Return every record verbatim, omitting all pictures.

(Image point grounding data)
---

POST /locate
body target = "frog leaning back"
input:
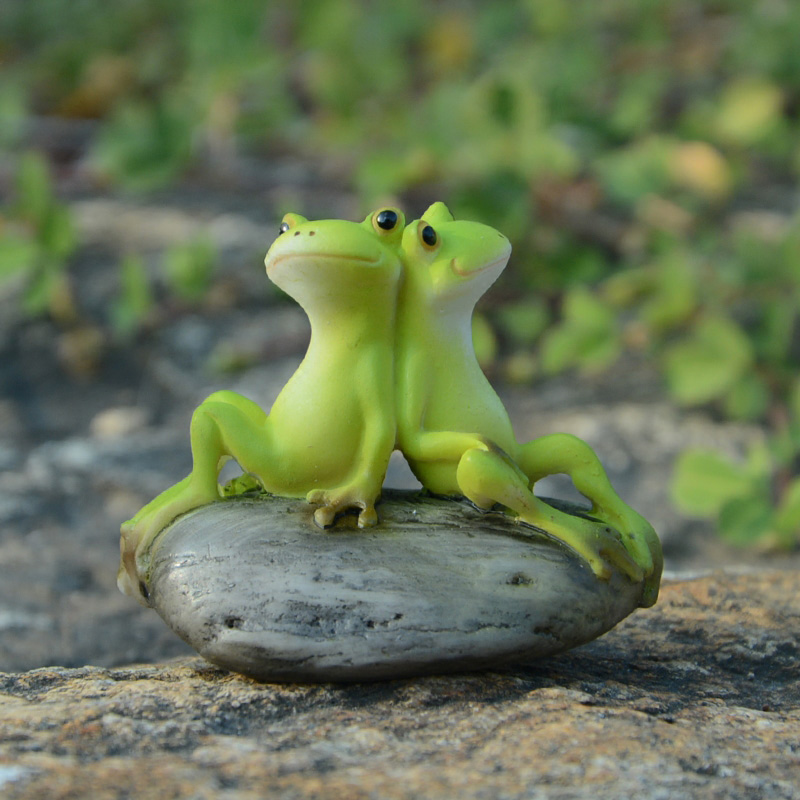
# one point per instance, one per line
(391, 366)
(330, 432)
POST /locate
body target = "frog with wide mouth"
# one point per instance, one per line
(453, 428)
(331, 431)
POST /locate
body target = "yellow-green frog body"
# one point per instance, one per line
(331, 431)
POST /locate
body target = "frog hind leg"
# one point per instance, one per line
(565, 453)
(225, 425)
(487, 477)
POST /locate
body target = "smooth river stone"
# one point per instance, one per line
(437, 586)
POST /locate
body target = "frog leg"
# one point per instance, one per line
(375, 429)
(564, 453)
(225, 425)
(486, 477)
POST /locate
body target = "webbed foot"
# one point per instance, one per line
(597, 543)
(335, 501)
(641, 541)
(137, 534)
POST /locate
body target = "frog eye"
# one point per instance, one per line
(386, 220)
(428, 236)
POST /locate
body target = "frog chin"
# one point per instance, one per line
(311, 266)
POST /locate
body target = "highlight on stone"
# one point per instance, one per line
(390, 366)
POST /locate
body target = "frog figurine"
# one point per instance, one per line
(454, 430)
(331, 431)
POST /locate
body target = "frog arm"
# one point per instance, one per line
(485, 479)
(375, 430)
(417, 443)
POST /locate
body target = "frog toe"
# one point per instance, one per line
(325, 516)
(368, 517)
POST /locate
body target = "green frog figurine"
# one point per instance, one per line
(453, 428)
(391, 366)
(331, 431)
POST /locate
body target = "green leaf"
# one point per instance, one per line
(189, 268)
(787, 517)
(703, 481)
(135, 299)
(749, 110)
(41, 291)
(34, 188)
(709, 362)
(748, 399)
(745, 520)
(588, 337)
(524, 321)
(57, 233)
(637, 170)
(18, 254)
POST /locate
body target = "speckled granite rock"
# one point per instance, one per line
(254, 586)
(698, 697)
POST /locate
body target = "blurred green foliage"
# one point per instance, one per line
(636, 153)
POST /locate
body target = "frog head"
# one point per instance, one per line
(334, 262)
(452, 261)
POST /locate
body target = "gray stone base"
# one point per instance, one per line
(438, 586)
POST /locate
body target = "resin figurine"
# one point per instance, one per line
(330, 432)
(454, 430)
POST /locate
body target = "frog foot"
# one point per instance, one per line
(597, 543)
(335, 501)
(642, 543)
(138, 534)
(241, 484)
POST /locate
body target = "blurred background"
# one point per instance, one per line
(643, 158)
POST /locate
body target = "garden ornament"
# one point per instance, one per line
(475, 570)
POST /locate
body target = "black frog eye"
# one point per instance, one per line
(386, 220)
(428, 236)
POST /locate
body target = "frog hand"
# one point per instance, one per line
(335, 501)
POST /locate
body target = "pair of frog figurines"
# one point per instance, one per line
(391, 366)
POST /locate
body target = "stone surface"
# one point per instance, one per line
(438, 586)
(695, 698)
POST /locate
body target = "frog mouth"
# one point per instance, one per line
(470, 273)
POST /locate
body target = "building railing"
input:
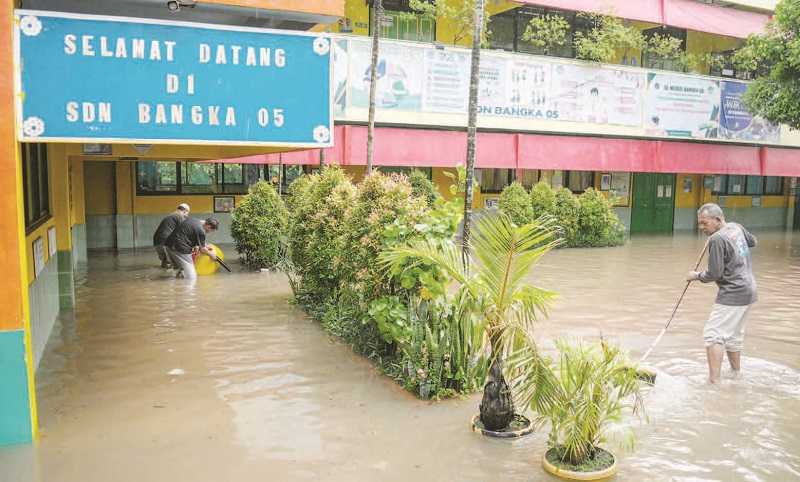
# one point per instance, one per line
(424, 84)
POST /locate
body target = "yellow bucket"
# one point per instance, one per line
(205, 265)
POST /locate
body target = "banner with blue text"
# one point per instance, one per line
(89, 78)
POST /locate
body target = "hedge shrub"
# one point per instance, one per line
(259, 226)
(380, 201)
(566, 210)
(516, 202)
(317, 223)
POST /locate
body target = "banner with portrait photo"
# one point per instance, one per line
(597, 95)
(399, 76)
(737, 123)
(516, 88)
(681, 106)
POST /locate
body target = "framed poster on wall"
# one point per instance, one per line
(38, 256)
(605, 182)
(224, 204)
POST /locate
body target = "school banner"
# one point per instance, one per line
(681, 106)
(597, 95)
(516, 87)
(340, 73)
(399, 76)
(446, 86)
(91, 78)
(737, 123)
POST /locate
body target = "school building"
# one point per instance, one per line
(101, 149)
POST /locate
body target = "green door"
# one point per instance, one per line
(653, 203)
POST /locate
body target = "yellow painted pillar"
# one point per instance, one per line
(17, 395)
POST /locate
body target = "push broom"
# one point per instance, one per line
(648, 375)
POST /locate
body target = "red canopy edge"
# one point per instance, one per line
(395, 146)
(688, 14)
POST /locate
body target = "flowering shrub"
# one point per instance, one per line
(516, 202)
(422, 187)
(258, 225)
(598, 225)
(317, 228)
(380, 201)
(543, 200)
(338, 231)
(587, 220)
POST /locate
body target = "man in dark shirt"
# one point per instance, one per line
(730, 267)
(189, 237)
(165, 228)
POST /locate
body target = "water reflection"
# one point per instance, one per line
(265, 395)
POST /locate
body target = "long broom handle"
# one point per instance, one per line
(675, 310)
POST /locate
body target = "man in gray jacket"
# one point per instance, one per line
(730, 267)
(163, 231)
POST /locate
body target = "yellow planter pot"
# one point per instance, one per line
(478, 428)
(573, 475)
(205, 265)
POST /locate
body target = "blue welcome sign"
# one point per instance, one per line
(90, 78)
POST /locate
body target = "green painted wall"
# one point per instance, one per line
(15, 417)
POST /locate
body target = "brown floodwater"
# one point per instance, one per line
(154, 379)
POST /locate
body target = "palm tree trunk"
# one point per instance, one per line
(373, 81)
(280, 173)
(472, 123)
(497, 404)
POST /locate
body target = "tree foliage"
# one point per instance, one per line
(546, 32)
(775, 94)
(608, 36)
(516, 203)
(582, 397)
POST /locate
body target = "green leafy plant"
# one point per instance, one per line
(316, 230)
(581, 397)
(443, 355)
(543, 200)
(457, 14)
(598, 224)
(546, 32)
(492, 282)
(566, 210)
(516, 203)
(297, 191)
(258, 225)
(775, 57)
(608, 37)
(422, 187)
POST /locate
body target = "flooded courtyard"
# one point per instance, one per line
(153, 379)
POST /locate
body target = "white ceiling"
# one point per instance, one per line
(202, 13)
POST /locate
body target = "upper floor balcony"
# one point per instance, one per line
(280, 14)
(423, 84)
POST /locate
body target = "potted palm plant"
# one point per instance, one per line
(492, 280)
(582, 397)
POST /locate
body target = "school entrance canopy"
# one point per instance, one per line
(437, 148)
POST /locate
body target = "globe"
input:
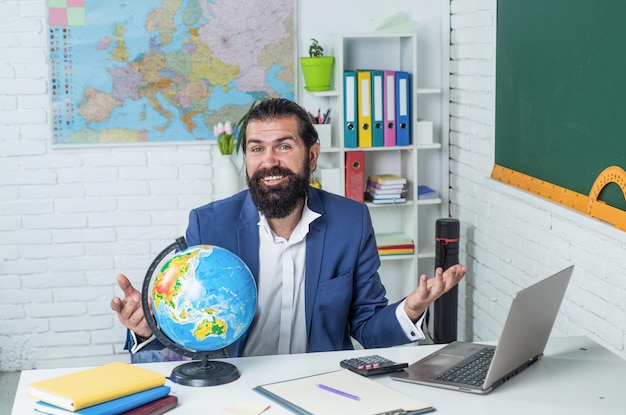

---

## Response area
POST /locate
body target = "frog leaning back"
input:
# one point per instance, one per line
(391, 366)
(330, 432)
POST /locate
body target = "frog with wide mouth"
# one point per instance, one per line
(453, 428)
(331, 431)
POST /locate
body target = "yellow-green frog body"
# one point per instance, one per line
(331, 431)
POST /locate
body target = "frog hind leg"
# one point per instance, one per line
(565, 453)
(225, 425)
(487, 477)
POST /locate
body target = "smooth river stone"
# one point per instance, one per line
(437, 586)
POST /locate
body target = "frog leg"
# one point per instance, one per line
(375, 429)
(564, 453)
(225, 425)
(486, 477)
POST /locate
body target = "webbed foot"
# one point per instance, one per line
(597, 543)
(335, 501)
(641, 541)
(137, 534)
POST /locate
body target = "frog eye"
# one point per instance, one per line
(386, 220)
(428, 236)
POST /locate
body target = "frog chin"
# one point per instance, one per line
(311, 266)
POST /locate
body target = "highlight on stone"
# one point per instance, one per line
(390, 366)
POST /locate
body target = "frog figurine"
# one point per instance, one per line
(454, 430)
(331, 431)
POST /locate
body target = "frog arm"
# one point per instance, one per line
(485, 479)
(375, 430)
(417, 443)
POST /locate
body target = "frog toe"
# one point per instance, one per line
(325, 516)
(368, 517)
POST /locate
body target = "green frog figurine"
# one point per instance, one per line
(453, 428)
(391, 366)
(331, 431)
POST /locate
body target = "green leaf"
# one point per instance, one per line
(189, 268)
(787, 517)
(703, 481)
(135, 299)
(749, 110)
(41, 291)
(34, 188)
(709, 362)
(748, 399)
(745, 520)
(588, 337)
(524, 321)
(57, 233)
(637, 170)
(18, 254)
POST /locate
body target = "speckled granite rock"
# one point per instance, one per line
(254, 586)
(698, 697)
POST /locate
body target = "blurred green foliage"
# one point per instance, one per line
(636, 153)
POST /locate
body target = "frog head"
# one point per instance, one per line
(334, 262)
(452, 261)
POST /locate
body target = "gray stone base"
# one point per instance, one per line
(438, 586)
POST /locate
body target = "resin figurine"
# one point per instance, one per line
(330, 432)
(454, 430)
POST /locate
body target = "frog foot"
# one point per instance, one per line
(597, 543)
(335, 501)
(642, 543)
(138, 534)
(241, 484)
POST /locate
body target = "blurred background"
# one point per instance, one per line
(643, 158)
POST /locate
body target = "garden ornament"
# one point per instance, one per line
(475, 570)
POST /locate
body target = "black frog eye"
# one point per instance, one per line
(386, 220)
(428, 236)
POST /locate
body target = "frog hand"
# one point per instance, one per line
(335, 501)
POST /locate
body target = "pair of frog figurines"
# one point per instance, one per line
(391, 366)
POST /locate
body target = "stone surface"
# one point per instance, one per line
(438, 586)
(695, 698)
POST /locate
body target = "frog mouth"
# one point per instance, one per line
(470, 273)
POST /locate
body target = "building railing"
input:
# one point per instance, one per line
(424, 84)
POST /locate
body target = "yellow bucket"
# one point per instance, one per line
(205, 265)
POST /locate
body target = "banner with blue text"
# one point per instance, one per line
(89, 78)
POST /locate
body target = "hedge shrub"
# one point per instance, one per line
(259, 226)
(380, 201)
(566, 210)
(516, 202)
(317, 223)
POST /locate
body target = "banner with portrait photo"
# one point per instance, one per line
(597, 95)
(399, 76)
(737, 123)
(516, 88)
(681, 106)
POST /locate
body target = "framed poster on wall"
# one point per instance, one per line
(38, 256)
(605, 182)
(224, 204)
POST /locate
body target = "school banner"
# one point per instance, one per line
(681, 106)
(597, 95)
(516, 87)
(340, 73)
(399, 76)
(446, 86)
(91, 78)
(737, 123)
POST /locate
body target = "school building"
# one point per instance, one per line
(101, 149)
POST /locate
body target = "green door"
# one point per instance, one per line
(653, 203)
POST /locate
body target = "yellow painted pillar"
# one point per instance, one per line
(17, 395)
POST /locate
body target = "push broom"
# one point per instance, one per line
(648, 375)
POST /locate
body target = "red canopy edge"
# one point per instance, one per line
(395, 146)
(688, 14)
POST /locate
body target = "flowering shrub"
# one point per instance, one per line
(516, 202)
(422, 187)
(258, 225)
(598, 225)
(317, 228)
(380, 201)
(543, 200)
(338, 231)
(587, 220)
POST /locate
body target = "man in dark shirt"
# one point per instance, one per line
(730, 267)
(189, 237)
(165, 228)
POST /locate
body target = "water reflection"
# one point per instance, one per line
(265, 395)
POST /locate
body target = "long broom handle"
# one point per instance, one per line
(675, 310)
POST /locate
body target = "man in gray jacket"
# one point per instance, one per line
(730, 267)
(163, 231)
POST /locate
body target = "yellow planter pot"
# one point per instance, one per line
(478, 428)
(573, 475)
(205, 265)
POST /locate
body target = "blue welcome sign"
# one point per instance, one per line
(90, 78)
POST /locate
body target = "green painted wall"
# one point per instance, one per line
(15, 417)
POST /locate
body target = "brown floodwater"
# one point per instance, one per line
(154, 379)
POST /locate
body target = "palm tree trunk"
# one point per instance, one per line
(373, 81)
(280, 173)
(472, 123)
(497, 404)
POST /locate
body target = "tree foliage"
# one point per instance, one per line
(546, 32)
(775, 94)
(608, 36)
(516, 203)
(582, 397)
POST /locate
body target = "green leafy plant"
# one point per instance, one per line
(316, 230)
(581, 397)
(443, 355)
(543, 200)
(457, 14)
(598, 224)
(546, 32)
(492, 282)
(566, 210)
(516, 203)
(297, 191)
(258, 225)
(775, 57)
(608, 37)
(422, 187)
POST /locate
body target = "flooded courtyard"
# one point per instance, one per line
(153, 379)
POST /locate
body target = "white ceiling"
# one point per instance, one per line
(202, 13)
POST /locate
body target = "upper floor balcony"
# one point per instance, one per line
(280, 14)
(423, 84)
POST /locate
body target = "potted palm plant"
# one point per instance, one per line
(492, 280)
(582, 397)
POST /locate
body target = "school entrance canopy"
# one point per instance, one per line
(437, 148)
POST /locate
body target = "globe"
input:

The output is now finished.